## EXERCISES
a) In the IPO testimony text, on what date was the testimony delivered to the Senate subcommittee?
b) Decide whether each statement agrees with the IPO testimony text, answering yes or no and quoting the deciding words: (i) Jack Reed held the hearing. (ii) Ilan Moscovitz is identified as chief executive of The Motley Fool. (iii) The hearing raised questions about Facebook's IPO.
c) Reproduce the passage of the IPO testimony text starting at "Motley Fool Congressional" and ending at "and recommendations today.", word for word.

## TEXT EXCERPT
'''

Motley Fool Congressional Testimony on IPOs

Updated

This week, Senate Banking Subcommittee on Securities, Insurance, and Investment Chairman Jack Reed (D-R.I.) held a hearing called "Examining the IPO Process: Is it Working for Ordinary Investors" to raise questions about Facebook's controversial IPO and the JOBS Act's changes to the IPO process. What follows is the official written testimony The Motley Fool submitted to the subcommittee. You can view the full hearing on C-SPAN here. Post a comment in the comments section below to let us hear your thoughts on this issue.

Testimony from Ilan Moscovitz, senior analyst, The Motley Fool. Before the U.S. Senate Banking Subcommittee on Securities, Insurance, and Investment, June 20, 2012

Mr. Chairman and members of the Committee:


I want to thank you for the opportunity to offer testimony and recommendations today.

My name is Ilan Moscovitz, senior analyst for The Motley Fool.

'''

## MATERIAL
'''

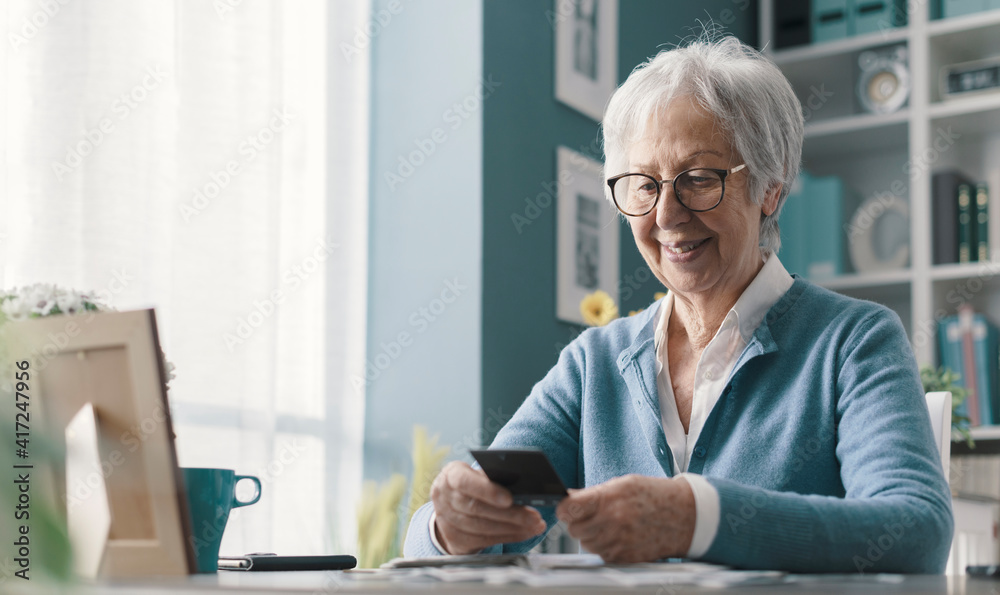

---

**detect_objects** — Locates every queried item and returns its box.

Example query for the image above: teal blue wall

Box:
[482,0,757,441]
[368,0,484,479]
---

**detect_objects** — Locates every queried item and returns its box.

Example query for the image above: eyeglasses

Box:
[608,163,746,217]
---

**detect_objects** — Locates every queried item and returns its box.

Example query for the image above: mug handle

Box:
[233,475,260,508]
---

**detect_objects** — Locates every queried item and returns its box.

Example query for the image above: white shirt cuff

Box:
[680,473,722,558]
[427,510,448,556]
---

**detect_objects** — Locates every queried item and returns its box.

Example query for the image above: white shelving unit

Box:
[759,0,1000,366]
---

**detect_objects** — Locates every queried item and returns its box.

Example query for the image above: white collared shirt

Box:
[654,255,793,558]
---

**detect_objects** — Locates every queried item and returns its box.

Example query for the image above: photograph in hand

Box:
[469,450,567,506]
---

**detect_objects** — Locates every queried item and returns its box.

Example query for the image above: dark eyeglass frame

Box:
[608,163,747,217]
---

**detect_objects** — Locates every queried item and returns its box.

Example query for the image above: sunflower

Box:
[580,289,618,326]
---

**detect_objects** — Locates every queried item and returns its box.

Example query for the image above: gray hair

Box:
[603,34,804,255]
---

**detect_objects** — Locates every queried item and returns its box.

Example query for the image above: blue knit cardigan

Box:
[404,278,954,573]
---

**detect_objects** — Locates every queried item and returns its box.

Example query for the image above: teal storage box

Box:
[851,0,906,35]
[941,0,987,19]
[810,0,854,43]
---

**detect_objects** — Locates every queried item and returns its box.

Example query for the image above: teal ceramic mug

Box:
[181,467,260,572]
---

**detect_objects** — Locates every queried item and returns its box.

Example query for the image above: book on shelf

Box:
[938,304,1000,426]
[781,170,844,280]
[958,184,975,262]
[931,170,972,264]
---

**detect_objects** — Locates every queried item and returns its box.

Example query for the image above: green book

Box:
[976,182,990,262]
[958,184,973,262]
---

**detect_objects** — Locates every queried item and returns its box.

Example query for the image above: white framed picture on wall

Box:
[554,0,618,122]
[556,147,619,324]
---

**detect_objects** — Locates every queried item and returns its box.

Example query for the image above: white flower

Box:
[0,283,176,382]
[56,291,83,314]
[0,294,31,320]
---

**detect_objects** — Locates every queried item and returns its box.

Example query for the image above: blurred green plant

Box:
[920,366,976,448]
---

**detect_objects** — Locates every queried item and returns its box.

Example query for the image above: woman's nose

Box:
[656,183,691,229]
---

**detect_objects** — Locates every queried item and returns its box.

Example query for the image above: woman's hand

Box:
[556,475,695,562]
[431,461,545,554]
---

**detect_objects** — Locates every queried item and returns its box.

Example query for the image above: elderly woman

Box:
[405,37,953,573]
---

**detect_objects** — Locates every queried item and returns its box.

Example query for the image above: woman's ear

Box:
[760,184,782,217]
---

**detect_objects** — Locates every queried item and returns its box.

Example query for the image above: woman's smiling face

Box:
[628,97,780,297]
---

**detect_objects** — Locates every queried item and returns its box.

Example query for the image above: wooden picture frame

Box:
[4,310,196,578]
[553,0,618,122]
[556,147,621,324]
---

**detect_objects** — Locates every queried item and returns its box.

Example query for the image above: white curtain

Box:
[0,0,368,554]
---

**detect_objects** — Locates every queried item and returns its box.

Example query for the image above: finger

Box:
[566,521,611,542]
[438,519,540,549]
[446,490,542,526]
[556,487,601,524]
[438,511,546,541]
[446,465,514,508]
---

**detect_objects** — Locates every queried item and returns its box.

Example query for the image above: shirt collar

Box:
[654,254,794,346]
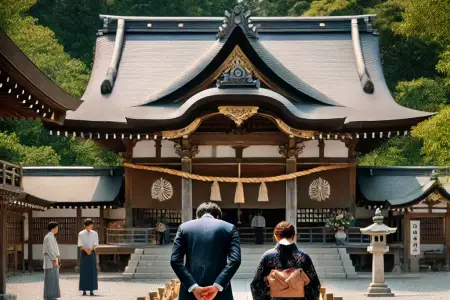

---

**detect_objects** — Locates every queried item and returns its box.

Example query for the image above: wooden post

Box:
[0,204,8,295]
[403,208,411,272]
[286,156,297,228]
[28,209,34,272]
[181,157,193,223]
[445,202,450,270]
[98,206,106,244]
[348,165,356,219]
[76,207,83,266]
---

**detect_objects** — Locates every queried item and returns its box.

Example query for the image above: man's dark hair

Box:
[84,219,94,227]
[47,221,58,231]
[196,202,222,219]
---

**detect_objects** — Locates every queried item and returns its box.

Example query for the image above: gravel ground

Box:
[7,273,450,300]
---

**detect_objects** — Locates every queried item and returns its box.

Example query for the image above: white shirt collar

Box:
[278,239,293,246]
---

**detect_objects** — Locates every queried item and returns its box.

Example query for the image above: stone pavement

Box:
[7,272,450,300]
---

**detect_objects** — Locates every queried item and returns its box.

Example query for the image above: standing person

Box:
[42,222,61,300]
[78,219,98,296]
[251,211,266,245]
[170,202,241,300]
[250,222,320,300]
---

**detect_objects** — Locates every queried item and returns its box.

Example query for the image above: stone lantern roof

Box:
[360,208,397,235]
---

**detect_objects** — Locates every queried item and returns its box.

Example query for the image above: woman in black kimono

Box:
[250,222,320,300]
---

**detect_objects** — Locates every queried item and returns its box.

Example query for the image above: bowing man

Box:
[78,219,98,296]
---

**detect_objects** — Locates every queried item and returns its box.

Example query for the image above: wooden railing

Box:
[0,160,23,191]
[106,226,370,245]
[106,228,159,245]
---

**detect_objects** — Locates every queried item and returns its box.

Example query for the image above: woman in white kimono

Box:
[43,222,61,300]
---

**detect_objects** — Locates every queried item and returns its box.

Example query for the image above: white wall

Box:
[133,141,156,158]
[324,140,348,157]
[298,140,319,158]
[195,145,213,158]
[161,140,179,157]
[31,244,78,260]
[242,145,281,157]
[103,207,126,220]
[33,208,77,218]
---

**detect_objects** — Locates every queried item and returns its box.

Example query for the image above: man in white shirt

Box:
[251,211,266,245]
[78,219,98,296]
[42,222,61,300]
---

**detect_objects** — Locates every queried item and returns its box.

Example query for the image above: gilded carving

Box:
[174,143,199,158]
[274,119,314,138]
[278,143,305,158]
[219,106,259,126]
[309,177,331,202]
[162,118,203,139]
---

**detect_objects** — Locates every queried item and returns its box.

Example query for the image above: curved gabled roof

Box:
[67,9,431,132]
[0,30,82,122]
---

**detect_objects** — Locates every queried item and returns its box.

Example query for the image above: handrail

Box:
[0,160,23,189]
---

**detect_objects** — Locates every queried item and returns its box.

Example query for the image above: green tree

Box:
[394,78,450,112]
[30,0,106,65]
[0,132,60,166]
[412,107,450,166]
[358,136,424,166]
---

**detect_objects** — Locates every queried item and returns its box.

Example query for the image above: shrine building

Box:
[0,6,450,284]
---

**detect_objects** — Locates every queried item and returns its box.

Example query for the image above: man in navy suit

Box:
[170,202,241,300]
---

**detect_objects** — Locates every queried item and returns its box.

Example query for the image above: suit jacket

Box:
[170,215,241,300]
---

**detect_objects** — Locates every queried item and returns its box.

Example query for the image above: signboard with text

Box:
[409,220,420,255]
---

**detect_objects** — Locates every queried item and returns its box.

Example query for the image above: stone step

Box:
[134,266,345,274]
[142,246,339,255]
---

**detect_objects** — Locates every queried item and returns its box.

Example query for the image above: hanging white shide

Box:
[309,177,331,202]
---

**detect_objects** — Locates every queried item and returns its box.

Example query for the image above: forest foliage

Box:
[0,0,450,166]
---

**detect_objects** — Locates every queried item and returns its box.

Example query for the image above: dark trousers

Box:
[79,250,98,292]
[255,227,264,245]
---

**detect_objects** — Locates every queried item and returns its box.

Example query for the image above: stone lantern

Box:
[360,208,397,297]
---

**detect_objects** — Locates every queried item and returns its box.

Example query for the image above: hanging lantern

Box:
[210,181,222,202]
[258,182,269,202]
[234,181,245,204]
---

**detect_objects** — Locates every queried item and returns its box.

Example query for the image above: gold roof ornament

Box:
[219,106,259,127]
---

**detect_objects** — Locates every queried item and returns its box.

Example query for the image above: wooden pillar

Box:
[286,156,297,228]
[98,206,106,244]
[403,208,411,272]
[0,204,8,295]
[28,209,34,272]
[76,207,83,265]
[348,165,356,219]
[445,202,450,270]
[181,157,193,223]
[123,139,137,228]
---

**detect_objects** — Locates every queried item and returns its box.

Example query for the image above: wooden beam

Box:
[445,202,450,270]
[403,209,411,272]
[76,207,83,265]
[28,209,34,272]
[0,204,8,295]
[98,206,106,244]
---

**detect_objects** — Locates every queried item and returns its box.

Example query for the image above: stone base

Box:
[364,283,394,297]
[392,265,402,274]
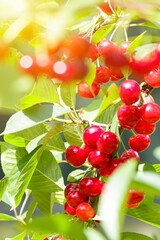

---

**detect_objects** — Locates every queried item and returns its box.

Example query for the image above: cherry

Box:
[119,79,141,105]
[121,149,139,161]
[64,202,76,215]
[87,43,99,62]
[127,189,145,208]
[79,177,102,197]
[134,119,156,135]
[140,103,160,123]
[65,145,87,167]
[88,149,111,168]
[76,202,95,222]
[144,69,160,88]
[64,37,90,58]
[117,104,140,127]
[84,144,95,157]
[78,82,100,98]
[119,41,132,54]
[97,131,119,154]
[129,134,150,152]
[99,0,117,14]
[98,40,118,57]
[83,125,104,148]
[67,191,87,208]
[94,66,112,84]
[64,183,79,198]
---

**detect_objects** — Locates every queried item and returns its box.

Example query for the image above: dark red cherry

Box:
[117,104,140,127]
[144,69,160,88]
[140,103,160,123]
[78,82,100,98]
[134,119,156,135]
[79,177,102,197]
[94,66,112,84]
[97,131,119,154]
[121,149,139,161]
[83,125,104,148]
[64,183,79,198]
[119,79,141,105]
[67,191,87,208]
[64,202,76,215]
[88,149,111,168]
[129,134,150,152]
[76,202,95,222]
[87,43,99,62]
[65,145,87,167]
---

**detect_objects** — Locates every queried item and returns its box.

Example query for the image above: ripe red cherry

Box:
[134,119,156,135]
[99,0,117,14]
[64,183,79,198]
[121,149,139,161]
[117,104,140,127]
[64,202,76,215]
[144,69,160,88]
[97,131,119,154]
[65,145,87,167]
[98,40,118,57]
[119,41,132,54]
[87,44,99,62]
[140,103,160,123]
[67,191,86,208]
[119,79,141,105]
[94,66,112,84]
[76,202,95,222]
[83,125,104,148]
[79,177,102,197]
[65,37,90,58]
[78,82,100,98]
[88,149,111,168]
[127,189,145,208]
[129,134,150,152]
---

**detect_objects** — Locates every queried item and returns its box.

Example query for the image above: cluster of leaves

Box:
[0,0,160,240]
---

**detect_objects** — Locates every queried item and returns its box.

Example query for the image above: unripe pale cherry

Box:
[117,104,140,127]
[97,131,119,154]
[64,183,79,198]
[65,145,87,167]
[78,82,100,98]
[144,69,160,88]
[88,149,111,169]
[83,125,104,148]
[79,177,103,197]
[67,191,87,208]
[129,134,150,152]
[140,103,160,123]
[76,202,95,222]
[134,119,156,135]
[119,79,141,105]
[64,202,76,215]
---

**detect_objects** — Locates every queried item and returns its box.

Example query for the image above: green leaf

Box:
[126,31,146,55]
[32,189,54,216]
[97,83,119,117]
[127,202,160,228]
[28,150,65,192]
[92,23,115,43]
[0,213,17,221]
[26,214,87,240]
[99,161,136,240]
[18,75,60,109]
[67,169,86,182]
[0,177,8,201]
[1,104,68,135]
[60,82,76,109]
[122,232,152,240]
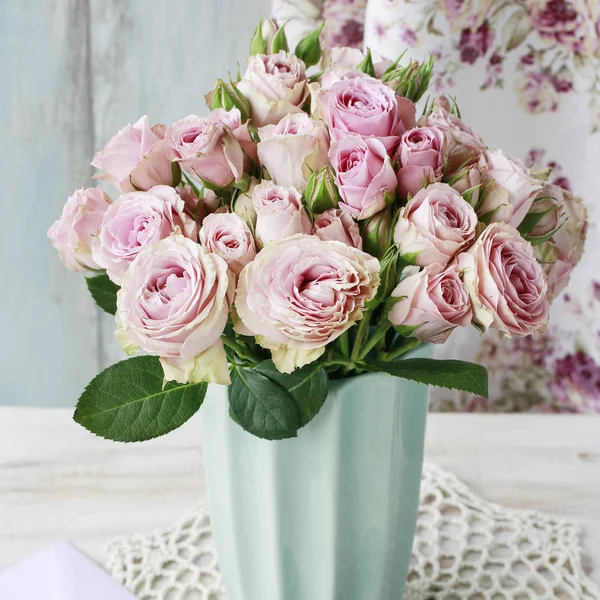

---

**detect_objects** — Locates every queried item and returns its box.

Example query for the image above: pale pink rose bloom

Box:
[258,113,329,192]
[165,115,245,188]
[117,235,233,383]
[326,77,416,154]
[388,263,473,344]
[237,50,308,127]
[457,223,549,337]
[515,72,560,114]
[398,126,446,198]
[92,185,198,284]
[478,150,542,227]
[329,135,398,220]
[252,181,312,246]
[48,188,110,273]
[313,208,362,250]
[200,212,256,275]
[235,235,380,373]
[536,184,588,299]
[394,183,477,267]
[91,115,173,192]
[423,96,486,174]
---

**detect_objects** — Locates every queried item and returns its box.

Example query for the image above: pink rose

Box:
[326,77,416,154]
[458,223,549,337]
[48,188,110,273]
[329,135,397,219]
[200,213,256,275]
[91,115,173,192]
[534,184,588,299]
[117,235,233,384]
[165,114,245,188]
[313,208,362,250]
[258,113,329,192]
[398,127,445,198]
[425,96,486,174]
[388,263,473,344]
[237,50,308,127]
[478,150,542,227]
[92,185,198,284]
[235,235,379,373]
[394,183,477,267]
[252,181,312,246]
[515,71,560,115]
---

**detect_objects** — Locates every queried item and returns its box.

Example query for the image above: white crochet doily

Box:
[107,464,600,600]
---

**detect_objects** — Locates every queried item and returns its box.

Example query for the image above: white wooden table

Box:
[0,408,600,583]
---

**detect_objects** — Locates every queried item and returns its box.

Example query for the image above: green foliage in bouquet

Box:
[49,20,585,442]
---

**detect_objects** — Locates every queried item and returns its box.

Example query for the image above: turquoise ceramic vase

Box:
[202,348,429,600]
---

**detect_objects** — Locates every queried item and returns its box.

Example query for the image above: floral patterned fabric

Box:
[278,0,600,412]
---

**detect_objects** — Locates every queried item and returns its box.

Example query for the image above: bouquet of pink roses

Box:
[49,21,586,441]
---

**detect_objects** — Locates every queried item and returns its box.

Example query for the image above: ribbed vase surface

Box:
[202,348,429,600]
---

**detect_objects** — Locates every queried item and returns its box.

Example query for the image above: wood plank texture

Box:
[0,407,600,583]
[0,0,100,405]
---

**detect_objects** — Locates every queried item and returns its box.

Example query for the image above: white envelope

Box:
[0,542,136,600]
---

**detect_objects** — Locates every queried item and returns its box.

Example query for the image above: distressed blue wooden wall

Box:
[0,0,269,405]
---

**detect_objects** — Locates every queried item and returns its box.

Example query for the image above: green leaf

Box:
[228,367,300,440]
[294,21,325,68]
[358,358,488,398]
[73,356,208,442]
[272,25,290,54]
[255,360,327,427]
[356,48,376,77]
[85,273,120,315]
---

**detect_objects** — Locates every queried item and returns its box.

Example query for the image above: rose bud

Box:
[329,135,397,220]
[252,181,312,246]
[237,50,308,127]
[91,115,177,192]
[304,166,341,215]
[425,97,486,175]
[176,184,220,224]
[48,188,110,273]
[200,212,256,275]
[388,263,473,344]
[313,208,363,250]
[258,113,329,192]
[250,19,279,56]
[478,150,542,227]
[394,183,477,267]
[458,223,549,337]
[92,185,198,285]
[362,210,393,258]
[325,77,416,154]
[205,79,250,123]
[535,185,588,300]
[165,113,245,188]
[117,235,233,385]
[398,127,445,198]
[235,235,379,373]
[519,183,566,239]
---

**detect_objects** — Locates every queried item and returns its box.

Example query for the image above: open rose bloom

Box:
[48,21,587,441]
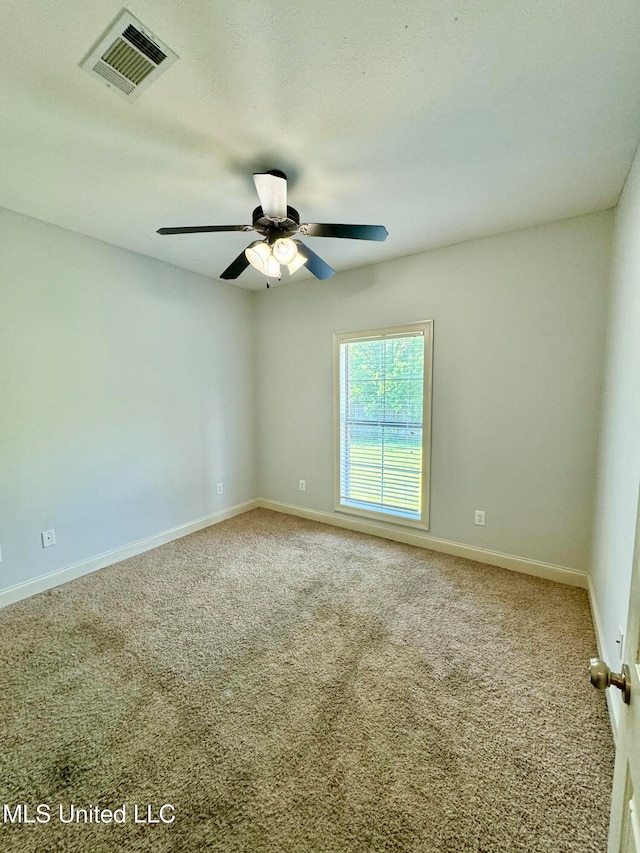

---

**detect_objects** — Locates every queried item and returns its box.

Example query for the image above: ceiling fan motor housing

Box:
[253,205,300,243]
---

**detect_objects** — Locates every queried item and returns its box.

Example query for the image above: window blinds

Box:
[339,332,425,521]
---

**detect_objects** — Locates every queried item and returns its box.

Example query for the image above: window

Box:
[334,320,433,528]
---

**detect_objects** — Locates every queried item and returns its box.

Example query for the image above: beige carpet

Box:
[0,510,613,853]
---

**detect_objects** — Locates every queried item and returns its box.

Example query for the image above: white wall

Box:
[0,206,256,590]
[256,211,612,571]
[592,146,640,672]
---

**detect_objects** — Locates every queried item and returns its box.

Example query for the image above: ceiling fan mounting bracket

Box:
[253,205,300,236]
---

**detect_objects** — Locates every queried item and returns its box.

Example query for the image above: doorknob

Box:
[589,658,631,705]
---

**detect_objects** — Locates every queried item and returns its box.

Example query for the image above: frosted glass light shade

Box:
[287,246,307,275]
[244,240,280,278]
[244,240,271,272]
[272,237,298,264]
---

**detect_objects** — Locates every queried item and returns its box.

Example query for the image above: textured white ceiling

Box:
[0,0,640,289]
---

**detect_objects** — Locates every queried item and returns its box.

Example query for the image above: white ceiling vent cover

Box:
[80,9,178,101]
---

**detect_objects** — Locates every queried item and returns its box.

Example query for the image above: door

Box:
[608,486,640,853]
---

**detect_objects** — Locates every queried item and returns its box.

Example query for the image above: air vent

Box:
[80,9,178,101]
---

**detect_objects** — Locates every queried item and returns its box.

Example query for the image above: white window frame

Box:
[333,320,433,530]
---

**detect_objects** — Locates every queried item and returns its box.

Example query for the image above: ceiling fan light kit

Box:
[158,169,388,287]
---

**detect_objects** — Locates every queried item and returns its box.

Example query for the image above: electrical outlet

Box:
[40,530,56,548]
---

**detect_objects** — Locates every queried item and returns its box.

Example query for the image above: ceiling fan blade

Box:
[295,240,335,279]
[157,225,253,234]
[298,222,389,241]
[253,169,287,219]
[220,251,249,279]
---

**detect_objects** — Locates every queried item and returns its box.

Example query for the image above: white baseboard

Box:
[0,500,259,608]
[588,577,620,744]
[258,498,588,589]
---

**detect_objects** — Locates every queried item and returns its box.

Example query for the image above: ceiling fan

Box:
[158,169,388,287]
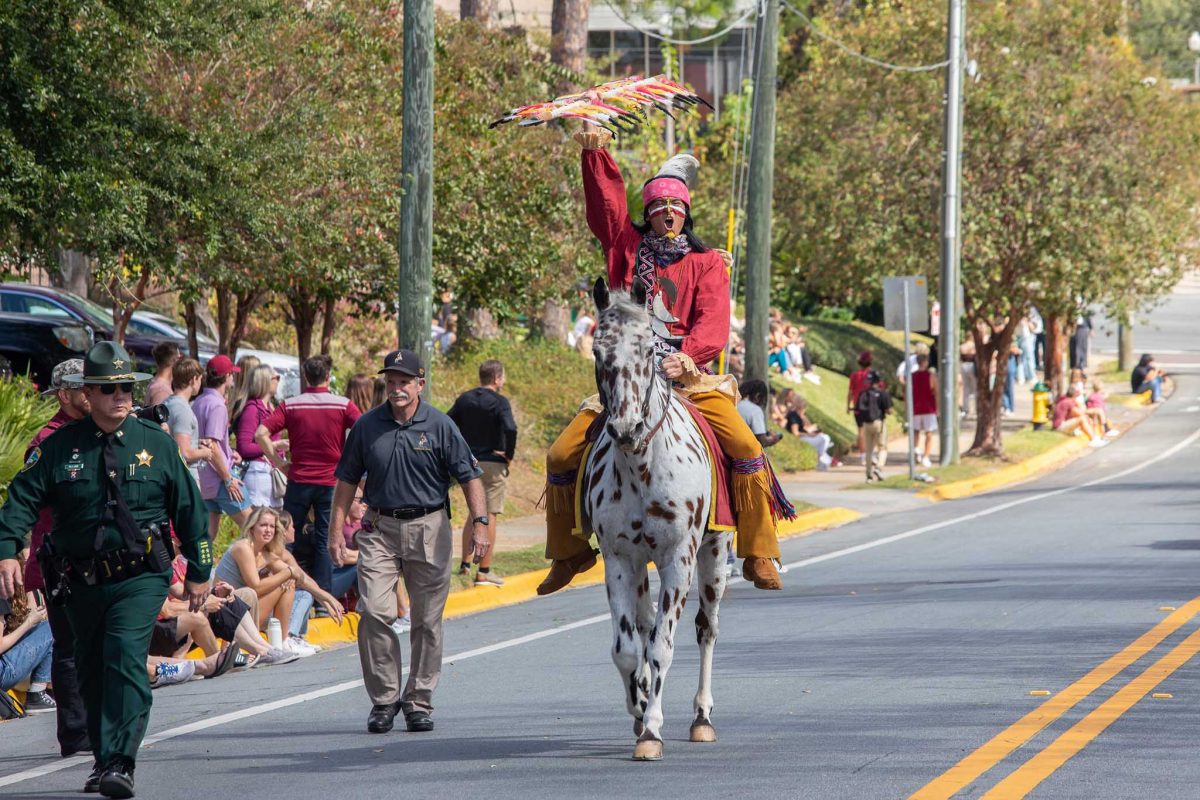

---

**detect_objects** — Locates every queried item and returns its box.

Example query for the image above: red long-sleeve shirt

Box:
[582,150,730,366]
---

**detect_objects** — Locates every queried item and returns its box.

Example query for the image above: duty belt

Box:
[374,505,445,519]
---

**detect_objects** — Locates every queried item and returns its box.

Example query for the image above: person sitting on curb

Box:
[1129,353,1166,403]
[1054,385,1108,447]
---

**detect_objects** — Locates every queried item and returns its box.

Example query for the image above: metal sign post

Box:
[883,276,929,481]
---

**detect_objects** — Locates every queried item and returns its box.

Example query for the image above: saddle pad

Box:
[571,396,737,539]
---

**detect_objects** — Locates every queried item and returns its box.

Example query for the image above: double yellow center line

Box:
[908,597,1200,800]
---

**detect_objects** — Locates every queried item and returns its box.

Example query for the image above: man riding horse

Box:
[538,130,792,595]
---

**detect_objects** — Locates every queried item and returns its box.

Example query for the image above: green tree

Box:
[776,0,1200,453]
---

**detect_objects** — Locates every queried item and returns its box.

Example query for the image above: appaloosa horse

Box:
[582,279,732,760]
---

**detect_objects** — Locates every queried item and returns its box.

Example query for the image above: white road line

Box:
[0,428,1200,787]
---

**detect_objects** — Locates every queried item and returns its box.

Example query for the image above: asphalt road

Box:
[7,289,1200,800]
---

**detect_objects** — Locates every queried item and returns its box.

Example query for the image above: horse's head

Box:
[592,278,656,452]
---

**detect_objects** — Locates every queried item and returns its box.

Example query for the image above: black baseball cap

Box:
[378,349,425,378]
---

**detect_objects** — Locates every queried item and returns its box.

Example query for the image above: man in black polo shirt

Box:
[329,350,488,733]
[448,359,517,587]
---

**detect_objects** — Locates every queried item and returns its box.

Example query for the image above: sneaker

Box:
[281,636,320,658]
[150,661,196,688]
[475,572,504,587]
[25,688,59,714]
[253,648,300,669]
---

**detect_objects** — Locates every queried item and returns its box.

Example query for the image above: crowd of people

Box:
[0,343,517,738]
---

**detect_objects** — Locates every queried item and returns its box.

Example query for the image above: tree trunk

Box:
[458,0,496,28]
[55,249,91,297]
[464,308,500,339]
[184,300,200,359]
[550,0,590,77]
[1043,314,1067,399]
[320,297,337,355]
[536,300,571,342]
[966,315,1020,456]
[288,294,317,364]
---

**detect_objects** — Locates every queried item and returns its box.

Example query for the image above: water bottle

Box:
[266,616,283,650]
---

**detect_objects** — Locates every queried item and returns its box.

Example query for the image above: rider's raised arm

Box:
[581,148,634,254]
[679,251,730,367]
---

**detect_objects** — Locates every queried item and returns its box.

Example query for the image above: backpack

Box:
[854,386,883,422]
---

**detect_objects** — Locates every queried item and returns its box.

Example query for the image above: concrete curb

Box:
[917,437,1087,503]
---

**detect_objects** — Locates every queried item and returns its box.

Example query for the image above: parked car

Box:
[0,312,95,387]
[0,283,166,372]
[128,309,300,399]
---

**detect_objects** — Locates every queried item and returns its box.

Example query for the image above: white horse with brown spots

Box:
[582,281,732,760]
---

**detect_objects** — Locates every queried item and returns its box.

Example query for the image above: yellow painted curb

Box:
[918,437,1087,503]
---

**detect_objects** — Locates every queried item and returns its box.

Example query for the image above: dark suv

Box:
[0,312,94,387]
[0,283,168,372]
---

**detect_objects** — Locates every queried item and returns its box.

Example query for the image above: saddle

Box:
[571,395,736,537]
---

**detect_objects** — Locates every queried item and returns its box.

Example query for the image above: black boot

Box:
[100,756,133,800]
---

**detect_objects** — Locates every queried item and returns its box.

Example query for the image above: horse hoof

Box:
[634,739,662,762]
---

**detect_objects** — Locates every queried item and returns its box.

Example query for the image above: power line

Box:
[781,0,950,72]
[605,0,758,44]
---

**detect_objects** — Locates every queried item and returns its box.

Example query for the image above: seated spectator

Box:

'''

## SOLUTIONS FOR EACH TASK
a) June 20, 2012.

b)
(i) Yes: "Chairman Jack Reed (D-R.I.) held a hearing"
(ii) No: "Ilan Moscovitz, senior analyst, The Motley Fool"
(iii) Yes: "to raise questions about Facebook's controversial IPO"

c)
Motley Fool Congressional Testimony on IPOs

Updated

This week, Senate Banking Subcommittee on Securities, Insurance, and Investment Chairman Jack Reed (D-R.I.) held a hearing called "Examining the IPO Process: Is it Working for Ordinary Investors" to raise questions about Facebook's controversial IPO and the JOBS Act's changes to the IPO process. What follows is the official written testimony The Motley Fool submitted to the subcommittee. You can view the full hearing on C-SPAN here. Post a comment in the comments section below to let us hear your thoughts on this issue.

Testimony from Ilan Moscovitz, senior analyst, The Motley Fool. Before the U.S. Senate Banking Subcommittee on Securities, Insurance, and Investment, June 20, 2012

Mr. Chairman and members of the Committee:


I want to thank you for the opportunity to offer testimony and recommendations today.